**Exercise directions**
Reproduce every line of the entries below with no changes at all.

**Material to process**
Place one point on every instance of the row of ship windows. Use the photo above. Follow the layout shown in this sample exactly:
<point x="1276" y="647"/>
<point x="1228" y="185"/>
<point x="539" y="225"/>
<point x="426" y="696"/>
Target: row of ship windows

**Finished exercise**
Place one point on every instance of the row of ship windows. Use the photo above. Follow the layout shown in this sample exactly:
<point x="1276" y="647"/>
<point x="1228" y="185"/>
<point x="539" y="225"/>
<point x="426" y="696"/>
Target: row of ship windows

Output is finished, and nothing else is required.